- Text passage -
::::::
In a statement, the council rationalized the reduction by stating they wanted to reduce the content load on students in light of the Covid-19 pandemic. On June 1, India cut a slew of foundational topics from tenth grade textbooks, including the periodic table of elements, Darwin’s theory of evolution, the Pythagorean theorem, sources of energy, sustainable management of natural resources and contribution of agriculture to the national economy, among others. These changes effectively block a major swath of Indian students from exposure to evolution through textbooks, because tenth grade is the last year mandatory science classes are offered in Indian schools.
And just like that, 1 in every seven kids in the world got royally fucked.
Right?
Let’s see, Pythagorean theorem, is what, a couple thousand years old, and a single statement, right? And it’s the foundation of geometry and trig. Hell, I regularly say it in my head (a2+b2=c2) when trying to figure out spatial relationships, for dumb stuff no less (will this table fit on my patio with room to walk around it?).
It’s how you ensure anything you’re trying to make square is square. In framing (shed, house, deck, whatever) it’s used to ensure you setup your string in the proper orientation and don’t end up with a parallelogram.
And the Periodic table… The bloody basis of understanding chemical reactions and physics.
I guess if you’re not teaching the Periodic Table, there’d be no hope if understanding evolutionary theory, since it’s predicated on chemical behaviour.
Seriously… the Pythagorean Theorem is the single most important piece of practical math that can be easily taught to everyone.
And yet I’ve never needed it once in my life.
::::::
- Required tasks -
a - In the text on India's textbook cuts, why does dropping these topics from tenth grade keep many students from learning about evolution?
b - Return the passage on India's textbook cuts from "And just like" up to and including "on chemical behaviour.".
Use only what the text says.
::::::
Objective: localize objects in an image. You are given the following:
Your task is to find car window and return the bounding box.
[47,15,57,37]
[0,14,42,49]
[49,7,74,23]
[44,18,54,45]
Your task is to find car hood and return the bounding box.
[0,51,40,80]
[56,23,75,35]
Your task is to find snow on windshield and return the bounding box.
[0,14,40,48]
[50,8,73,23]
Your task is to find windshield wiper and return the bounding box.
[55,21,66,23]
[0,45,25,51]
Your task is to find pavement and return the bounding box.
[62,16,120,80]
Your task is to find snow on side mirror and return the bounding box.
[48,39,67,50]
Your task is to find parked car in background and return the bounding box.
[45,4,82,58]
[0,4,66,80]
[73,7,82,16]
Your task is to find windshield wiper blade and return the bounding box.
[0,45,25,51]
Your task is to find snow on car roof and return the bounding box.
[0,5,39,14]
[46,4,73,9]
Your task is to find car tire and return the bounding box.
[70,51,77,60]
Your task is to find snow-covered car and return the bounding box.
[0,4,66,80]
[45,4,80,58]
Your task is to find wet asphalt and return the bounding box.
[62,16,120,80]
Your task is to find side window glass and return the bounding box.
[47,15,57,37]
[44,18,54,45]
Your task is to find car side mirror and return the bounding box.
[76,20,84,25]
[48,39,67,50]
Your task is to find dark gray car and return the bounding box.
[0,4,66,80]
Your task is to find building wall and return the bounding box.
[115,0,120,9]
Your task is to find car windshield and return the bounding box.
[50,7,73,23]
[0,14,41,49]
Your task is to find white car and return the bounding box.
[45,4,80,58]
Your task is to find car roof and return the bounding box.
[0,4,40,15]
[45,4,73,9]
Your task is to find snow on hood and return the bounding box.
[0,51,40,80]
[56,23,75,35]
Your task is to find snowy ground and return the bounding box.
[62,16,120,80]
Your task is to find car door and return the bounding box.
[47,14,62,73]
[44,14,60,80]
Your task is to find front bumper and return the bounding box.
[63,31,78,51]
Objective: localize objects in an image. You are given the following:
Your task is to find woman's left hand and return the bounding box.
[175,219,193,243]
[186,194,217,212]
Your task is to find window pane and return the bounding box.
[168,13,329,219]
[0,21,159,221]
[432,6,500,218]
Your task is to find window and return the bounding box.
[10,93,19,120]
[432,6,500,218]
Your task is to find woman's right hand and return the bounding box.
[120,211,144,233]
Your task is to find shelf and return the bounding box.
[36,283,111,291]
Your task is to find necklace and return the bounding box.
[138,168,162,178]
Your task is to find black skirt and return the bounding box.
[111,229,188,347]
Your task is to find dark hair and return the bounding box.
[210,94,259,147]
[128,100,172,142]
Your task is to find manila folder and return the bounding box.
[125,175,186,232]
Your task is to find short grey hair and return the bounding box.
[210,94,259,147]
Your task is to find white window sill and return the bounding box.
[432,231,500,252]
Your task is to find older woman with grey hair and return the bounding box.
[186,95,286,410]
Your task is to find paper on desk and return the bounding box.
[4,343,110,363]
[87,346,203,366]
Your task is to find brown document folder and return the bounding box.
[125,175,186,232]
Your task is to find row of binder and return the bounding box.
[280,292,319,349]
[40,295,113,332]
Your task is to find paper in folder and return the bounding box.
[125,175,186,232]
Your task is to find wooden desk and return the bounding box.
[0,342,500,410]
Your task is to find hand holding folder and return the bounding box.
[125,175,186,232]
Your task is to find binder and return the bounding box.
::::::
- Task-by-task answers -
a - Tenth grade is the last year mandatory science classes are offered in Indian schools.

b -
And just like that, 1 in every seven kids in the world got royally fucked.
Right?
Let’s see, Pythagorean theorem, is what, a couple thousand years old, and a single statement, right? And it’s the foundation of geometry and trig. Hell, I regularly say it in my head (a2+b2=c2) when trying to figure out spatial relationships, for dumb stuff no less (will this table fit on my patio with room to walk around it?).
It’s how you ensure anything you’re trying to make square is square. In framing (shed, house, deck, whatever) it’s used to ensure you setup your string in the proper orientation and don’t end up with a parallelogram.
And the Periodic table… The bloody basis of understanding chemical reactions and physics.
I guess if you’re not teaching the Periodic Table, there’d be no hope if understanding evolutionary theory, since it’s predicated on chemical behaviour.